Carotid artery stenting has been accepted as a potential alternative to carotid endarterectomy inpatients with significant carotid artery stenosis. The objective of this study was to evaluate the feasibility, safety and short-term outcome of Carotid artery stenting in patients with coexisting symptomatic coronary artery disease.
Medical records of patients who underwent CAS at Fortis Escorts Heart Institute and Research Center, since January 2015 were reviewed. We also maintained a prospective registry of all patients undergoing CAS at our hospital. Patients with CAS were selected for study if they satisfied following inclusion criteria: 1) Combined carotid and coronary artery disease; 2) Patients at high risk of CEA and having indication for CAS, (restenosis after CEA, contralateral carotid artery occlusion or laryngeal nerve palsy, bilateral carotid artery stenosis, previous radiation therapy or surgery on the neck, neck immobility, tracheostomy or tracheostoma, severe intracranial lesion, lesion inaccessible by surgery, advanced CAD example acute coronary syndrome, three vessels disease or left main disease, heart failure, severe aortic stenosis, left ventricular ejection < 30%, renal failure, planned CABG or valve replacement, chronic obstructive pulmonary disease, cardiac and pulmonary disease, planned peripheral vascular surgery, myocardial infarction within 6 weeks of the procedure, age older than 80 years)
4) Adults>18 years
5) Carotid angiography showed carotid stenosis > 50% if symptomatic and >70% if asymptomatic.
1) Stroke / TIA / Amaurosis fugax within the past 14 days
2) Severely disabled as a result of stroke or dementia
3) Complete occlusion of carotid artery
4) Severe calcification, tortuosity of carotid artery
5) Intracranial tumor or cerebral venous malformation.
The degree of stenosis was measured with duplex ultrasound scanning and arch aortography, according to the North American Asymptomatic Carotid Endarterectomy Trial (NASCET) method. Statististical analysis was done using Mann Whitney test.
All patients were seen by neurologist within 24 hrs after CAS, after 1 week and after 30 days. Patients were instructed to inform the coordinator (research nurse) or general practitioner if any symptoms possibly related to an ischemic event occurred after hospital discharge. Medical and nursing records were reviewed to determine nature and time of complications in the hospital and 30 days after CAS.
44 (77.2%) patients were male. The mean age of patients was 65 ± 8 years. 40 (71.9%) patients were neurologically asymptomatic. Symptomatic patient had predominant symptoms of chest pain, dyspnea, syncope/presyncope, dizziness, blurring of vision, paresis/paralysis. 47.4% patients had unilateral and 52.5% patients had bilateral carotid artery disease. Amongst all patients 59.6% had TVD, 17.5% had DVD, 14% had SVD & 8.8% patients had non-critical CAD. Among them 38.6% patients underwent PCI, 33.3% patients underwent surgery, 17.5% patients underwent both PCI and surgery and 10.6% patients were managed medically. Only 1 patient died after the procedure.

● ● ●

* **Task requirements**
a - In the carotid stenting study, at what points after the procedure did a neurologist see all patients?
b - Reproduce the part of the carotid stenting study starting with "1) Stroke /" and going on through "cerebral venous malformation.".

● ● ●

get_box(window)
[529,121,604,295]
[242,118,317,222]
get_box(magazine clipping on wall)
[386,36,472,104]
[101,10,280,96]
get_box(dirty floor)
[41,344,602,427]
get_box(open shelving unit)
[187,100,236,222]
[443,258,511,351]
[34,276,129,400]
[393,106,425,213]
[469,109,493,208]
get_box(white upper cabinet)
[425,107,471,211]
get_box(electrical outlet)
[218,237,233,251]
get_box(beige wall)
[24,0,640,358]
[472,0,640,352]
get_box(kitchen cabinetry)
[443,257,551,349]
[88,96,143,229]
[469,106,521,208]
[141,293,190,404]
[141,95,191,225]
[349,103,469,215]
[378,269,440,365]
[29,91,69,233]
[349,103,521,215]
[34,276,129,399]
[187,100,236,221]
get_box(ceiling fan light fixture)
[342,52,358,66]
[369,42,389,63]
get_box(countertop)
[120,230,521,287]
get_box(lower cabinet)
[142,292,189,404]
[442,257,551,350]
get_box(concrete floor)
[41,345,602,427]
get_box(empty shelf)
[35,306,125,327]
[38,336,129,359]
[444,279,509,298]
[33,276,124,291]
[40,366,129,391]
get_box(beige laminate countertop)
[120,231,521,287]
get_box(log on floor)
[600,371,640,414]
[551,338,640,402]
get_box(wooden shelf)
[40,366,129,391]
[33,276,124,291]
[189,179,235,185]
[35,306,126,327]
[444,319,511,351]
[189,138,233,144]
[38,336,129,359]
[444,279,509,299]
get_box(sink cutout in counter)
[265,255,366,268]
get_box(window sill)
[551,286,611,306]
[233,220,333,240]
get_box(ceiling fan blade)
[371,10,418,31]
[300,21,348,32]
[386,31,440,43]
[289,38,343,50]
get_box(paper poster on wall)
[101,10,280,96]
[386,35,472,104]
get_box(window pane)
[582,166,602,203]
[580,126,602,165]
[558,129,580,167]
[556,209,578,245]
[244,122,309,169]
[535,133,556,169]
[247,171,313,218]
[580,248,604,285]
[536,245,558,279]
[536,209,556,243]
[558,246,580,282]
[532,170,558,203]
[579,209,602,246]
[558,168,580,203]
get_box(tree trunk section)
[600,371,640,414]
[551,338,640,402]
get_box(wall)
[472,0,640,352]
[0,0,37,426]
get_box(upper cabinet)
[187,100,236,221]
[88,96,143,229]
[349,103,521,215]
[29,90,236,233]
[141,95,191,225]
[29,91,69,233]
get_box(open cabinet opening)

● ● ●

* **Task results**
a - Within 24 hours after CAS, after 1 week, and after 30 days.

b -
1) Stroke / TIA / Amaurosis fugax within the past 14 days
2) Severely disabled as a result of stroke or dementia
3) Complete occlusion of carotid artery
4) Severe calcification, tortuosity of carotid artery
5) Intracranial tumor or cerebral venous malformation.